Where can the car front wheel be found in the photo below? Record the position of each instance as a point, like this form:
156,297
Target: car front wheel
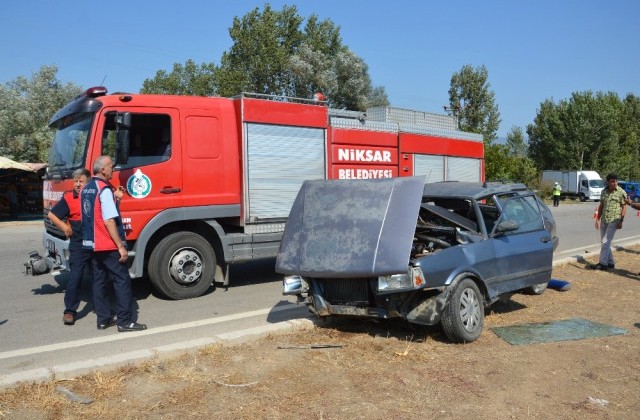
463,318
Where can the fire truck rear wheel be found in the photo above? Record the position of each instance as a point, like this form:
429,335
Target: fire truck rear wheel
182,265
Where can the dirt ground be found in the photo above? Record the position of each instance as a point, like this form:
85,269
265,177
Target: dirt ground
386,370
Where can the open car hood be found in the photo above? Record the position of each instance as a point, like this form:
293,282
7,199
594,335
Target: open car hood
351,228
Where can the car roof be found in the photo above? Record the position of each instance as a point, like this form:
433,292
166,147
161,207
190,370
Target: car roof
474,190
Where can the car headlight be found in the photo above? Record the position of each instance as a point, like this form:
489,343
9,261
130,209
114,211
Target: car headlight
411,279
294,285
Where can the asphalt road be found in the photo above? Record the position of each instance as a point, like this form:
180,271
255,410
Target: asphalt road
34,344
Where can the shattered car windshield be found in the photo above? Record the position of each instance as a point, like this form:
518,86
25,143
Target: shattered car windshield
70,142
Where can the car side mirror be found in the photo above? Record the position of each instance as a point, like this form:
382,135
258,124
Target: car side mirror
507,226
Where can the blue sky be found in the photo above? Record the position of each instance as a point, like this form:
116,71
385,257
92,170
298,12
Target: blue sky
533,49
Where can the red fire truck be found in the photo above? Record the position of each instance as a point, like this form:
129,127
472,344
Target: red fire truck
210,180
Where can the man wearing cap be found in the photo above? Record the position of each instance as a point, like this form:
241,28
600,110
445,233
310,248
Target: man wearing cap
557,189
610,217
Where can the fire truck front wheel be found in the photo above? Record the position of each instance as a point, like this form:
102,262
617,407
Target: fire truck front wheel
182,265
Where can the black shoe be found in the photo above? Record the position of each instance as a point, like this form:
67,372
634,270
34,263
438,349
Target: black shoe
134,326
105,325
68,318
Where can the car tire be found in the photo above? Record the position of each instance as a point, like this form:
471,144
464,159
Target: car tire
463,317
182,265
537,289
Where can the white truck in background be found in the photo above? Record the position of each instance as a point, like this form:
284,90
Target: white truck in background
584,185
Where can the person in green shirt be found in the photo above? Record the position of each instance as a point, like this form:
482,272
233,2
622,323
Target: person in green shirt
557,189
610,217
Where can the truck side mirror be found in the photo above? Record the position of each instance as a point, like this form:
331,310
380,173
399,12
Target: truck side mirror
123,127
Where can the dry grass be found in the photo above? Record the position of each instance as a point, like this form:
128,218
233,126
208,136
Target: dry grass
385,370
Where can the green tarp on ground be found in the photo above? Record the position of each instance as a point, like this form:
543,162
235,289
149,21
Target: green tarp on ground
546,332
* * * * * * * * *
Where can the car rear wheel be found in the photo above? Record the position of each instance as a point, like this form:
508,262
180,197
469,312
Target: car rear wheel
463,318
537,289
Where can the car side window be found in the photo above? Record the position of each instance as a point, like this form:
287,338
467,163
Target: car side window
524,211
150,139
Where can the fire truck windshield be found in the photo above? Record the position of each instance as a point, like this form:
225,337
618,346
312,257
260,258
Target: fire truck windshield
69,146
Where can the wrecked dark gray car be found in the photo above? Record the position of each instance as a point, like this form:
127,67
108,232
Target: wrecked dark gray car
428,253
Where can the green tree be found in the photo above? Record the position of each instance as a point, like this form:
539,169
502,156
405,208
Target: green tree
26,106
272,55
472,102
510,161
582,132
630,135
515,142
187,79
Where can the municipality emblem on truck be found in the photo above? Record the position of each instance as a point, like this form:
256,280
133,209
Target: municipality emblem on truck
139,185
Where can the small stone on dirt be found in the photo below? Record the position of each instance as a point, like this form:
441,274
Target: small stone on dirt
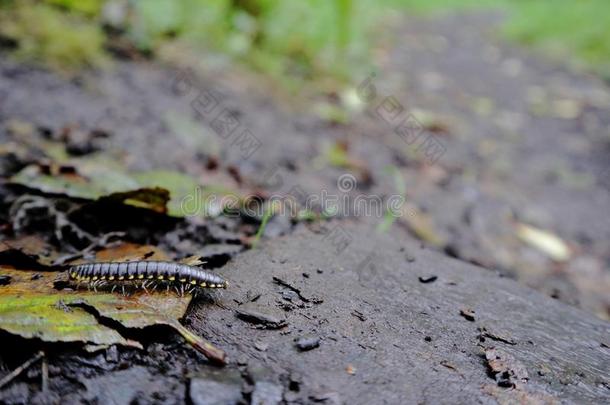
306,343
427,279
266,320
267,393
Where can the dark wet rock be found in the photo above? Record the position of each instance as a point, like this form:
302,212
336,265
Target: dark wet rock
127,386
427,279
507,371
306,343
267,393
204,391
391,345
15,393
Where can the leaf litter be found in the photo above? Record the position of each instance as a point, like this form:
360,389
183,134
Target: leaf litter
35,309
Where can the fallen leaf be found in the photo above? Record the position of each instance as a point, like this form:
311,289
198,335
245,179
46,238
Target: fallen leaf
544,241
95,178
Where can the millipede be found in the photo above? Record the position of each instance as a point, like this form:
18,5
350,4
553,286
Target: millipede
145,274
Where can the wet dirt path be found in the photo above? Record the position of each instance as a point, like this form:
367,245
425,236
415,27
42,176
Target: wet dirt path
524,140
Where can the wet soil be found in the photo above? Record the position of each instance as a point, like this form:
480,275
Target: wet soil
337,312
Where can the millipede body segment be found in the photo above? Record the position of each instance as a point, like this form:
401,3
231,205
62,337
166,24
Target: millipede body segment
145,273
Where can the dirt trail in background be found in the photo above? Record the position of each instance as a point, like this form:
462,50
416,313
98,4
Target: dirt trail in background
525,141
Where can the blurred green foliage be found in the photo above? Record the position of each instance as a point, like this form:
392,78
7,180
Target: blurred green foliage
* * * * * * * * *
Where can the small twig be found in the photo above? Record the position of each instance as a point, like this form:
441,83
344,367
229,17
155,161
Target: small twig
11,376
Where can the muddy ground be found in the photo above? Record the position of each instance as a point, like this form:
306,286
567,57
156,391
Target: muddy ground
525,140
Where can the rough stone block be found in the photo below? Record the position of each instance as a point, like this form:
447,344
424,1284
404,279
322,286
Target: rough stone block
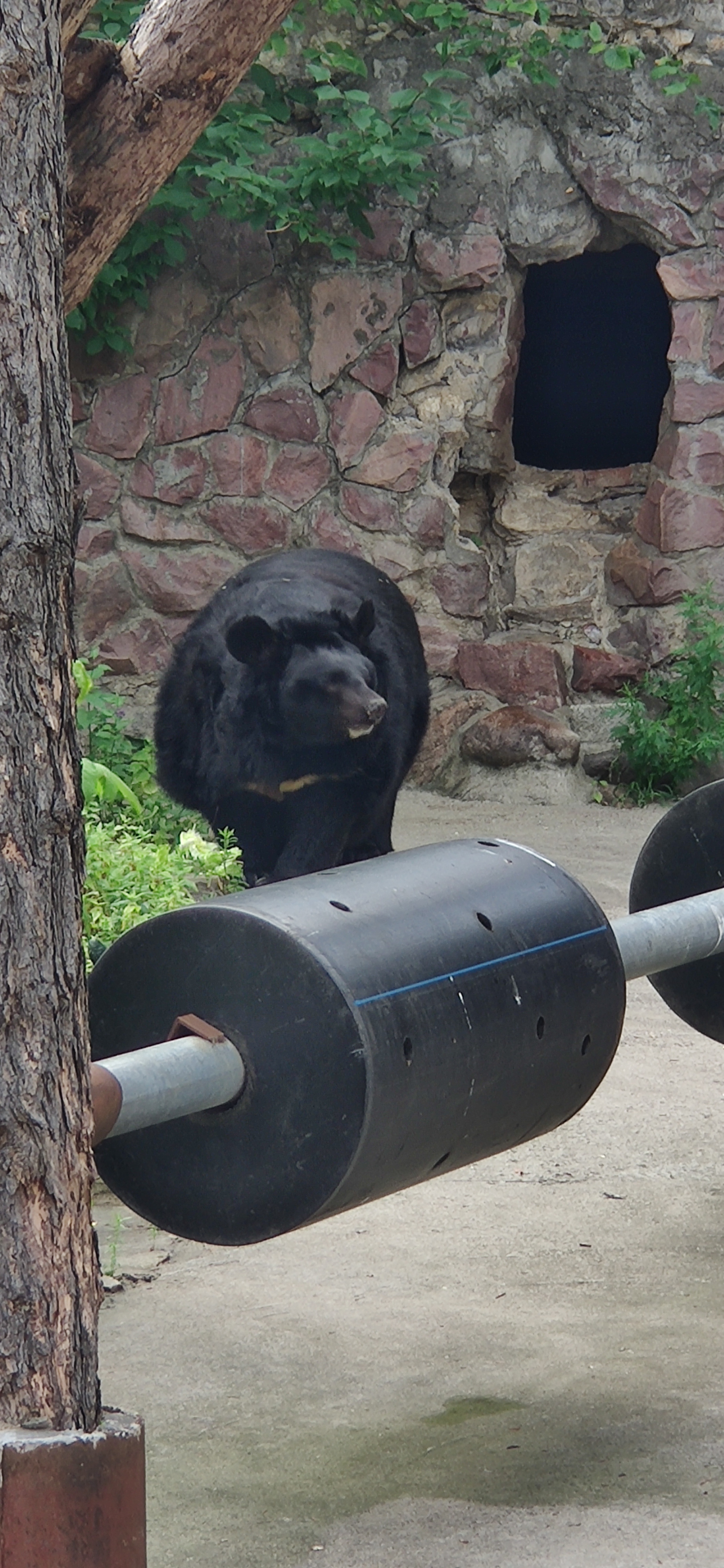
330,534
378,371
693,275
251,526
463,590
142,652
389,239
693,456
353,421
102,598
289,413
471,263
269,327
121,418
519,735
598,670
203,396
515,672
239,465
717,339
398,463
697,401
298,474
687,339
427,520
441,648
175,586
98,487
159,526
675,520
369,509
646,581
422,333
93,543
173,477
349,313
* * * * * * * * *
### Stated goal
Select every line in the records that contains the word "foliage", and copy each one out in full. Matching is case-sensitive.

### Full response
Where can the blurred green foliage be found in the photo above? Record the position of each instance as a point, like this form:
Target: blurred green foliage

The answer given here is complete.